- [Text excerpt]
╔══

Exclusive Interview: Fred Reish says DOL “Conflicted” Over Conflict-of-Interest Rule Appeal
April 17
00:04 2018

Those of you who are voracious readers of fiduciary news (and FiducairyNews.com) can’t help but recognize the name of Fred Reish. Long a commentator and thoughtleader, for the past two years he’s been focusing on the DOL’s Conflict-of-Interest (a.k.a. “Fiduciary”) Rule. Despite the recent court ruling that has placed the Rule in limbo, he remains a font of ideas when it comes to dealing with its continuing wake (and you can interpret that both ways).

 Fred will be appearing at the fi360 conference next week and we were able to corner him long enough to get some good fiduciary dirt. Dig in and enjoy.

FN: Fred, it’s been some time since we’ve talked to you and there’s been lot of activity in all corners of the fiduciary front. Before we get into specific questions, let’s talk about some things of general interest. What is the process you use to keep abreast of breaking fiduciary matters and have you found it necessary to update that process in the last two years?
Reish: There isn’t any secret. I follow the industry media very carefully, as well as the social media, for example, Twitter. In addition, we have a number of DOL, SEC and FINRA attorneys in the firm who are well connected. So, it’s really a collective effort.

╚══

- [Complete the following]
1. Answer these questions from the interview:
(a) Which rule has Reish been focusing on for the past two years?
(b) At which conference will he be appearing next week?
(c) What does he give as an example of the social media he follows?
2. According to the interview, why does Reish describe keeping abreast of breaking fiduciary matters as "a collective effort"?
Base every answer on the interview only.

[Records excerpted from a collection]
╔══

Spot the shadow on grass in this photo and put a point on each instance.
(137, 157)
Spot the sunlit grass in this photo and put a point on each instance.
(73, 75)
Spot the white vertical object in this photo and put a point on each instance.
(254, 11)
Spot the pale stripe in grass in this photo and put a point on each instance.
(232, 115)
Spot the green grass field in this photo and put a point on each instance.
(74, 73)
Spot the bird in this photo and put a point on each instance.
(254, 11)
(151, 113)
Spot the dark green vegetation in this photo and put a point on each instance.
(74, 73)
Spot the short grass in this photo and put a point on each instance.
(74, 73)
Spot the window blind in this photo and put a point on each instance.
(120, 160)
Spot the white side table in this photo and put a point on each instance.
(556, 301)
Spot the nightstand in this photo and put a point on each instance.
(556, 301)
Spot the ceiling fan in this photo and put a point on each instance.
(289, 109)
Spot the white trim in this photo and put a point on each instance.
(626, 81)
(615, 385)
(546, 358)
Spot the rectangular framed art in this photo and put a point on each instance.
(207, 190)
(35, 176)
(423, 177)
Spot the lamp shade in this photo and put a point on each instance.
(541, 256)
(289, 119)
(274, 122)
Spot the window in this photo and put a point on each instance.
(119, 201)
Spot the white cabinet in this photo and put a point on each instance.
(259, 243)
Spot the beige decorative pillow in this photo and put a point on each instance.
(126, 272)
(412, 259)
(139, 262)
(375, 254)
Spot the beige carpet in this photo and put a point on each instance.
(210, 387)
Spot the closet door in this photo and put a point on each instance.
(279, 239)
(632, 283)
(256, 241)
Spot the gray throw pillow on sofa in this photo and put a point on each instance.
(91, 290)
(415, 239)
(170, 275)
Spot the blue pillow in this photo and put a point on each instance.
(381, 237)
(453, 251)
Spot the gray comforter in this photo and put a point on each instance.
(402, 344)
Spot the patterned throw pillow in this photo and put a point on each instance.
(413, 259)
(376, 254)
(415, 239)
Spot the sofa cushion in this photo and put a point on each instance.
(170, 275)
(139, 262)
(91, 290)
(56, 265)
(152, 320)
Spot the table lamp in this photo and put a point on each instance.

╚══

- [Answer set]
1.
(a) The DOL's Conflict-of-Interest (a.k.a. "Fiduciary") Rule.
(b) The fi360 conference.
(c) Twitter.

2. Besides following the industry media and social media himself, he relies on a number of DOL, SEC and FINRA attorneys in his firm who are well connected.